**Work instructions**
Please reproduce word for word the lines in the records below, starting with the line that contains "Question. Locate the cluster" and going on through the line that contains "x=404 y=218". Give only those lines.

** BEGIN **

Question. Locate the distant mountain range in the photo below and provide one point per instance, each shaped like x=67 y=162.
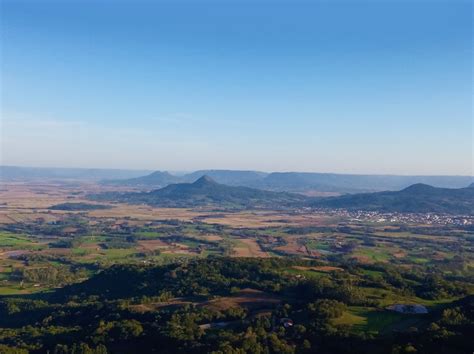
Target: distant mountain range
x=299 y=182
x=206 y=192
x=418 y=198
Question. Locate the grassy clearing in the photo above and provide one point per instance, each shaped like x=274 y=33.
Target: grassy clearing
x=375 y=321
x=9 y=240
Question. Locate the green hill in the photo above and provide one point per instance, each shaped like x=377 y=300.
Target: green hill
x=206 y=192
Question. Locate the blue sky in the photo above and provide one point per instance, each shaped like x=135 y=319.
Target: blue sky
x=327 y=86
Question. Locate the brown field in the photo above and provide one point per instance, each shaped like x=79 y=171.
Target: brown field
x=249 y=248
x=249 y=298
x=151 y=245
x=320 y=268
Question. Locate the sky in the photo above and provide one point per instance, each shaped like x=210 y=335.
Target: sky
x=379 y=87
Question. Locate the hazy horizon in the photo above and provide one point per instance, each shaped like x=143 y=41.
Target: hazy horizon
x=183 y=172
x=330 y=87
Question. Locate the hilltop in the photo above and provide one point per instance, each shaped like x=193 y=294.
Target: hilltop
x=418 y=198
x=206 y=192
x=300 y=182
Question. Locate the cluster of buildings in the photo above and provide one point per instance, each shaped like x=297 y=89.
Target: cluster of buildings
x=404 y=218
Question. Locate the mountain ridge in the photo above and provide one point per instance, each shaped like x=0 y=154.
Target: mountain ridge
x=206 y=192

** END **

**Solved exercise**
Question. Locate the cluster of buildings in the photo above and provide one point per instance, each shaped like x=297 y=89.
Target: cluster of buildings
x=404 y=218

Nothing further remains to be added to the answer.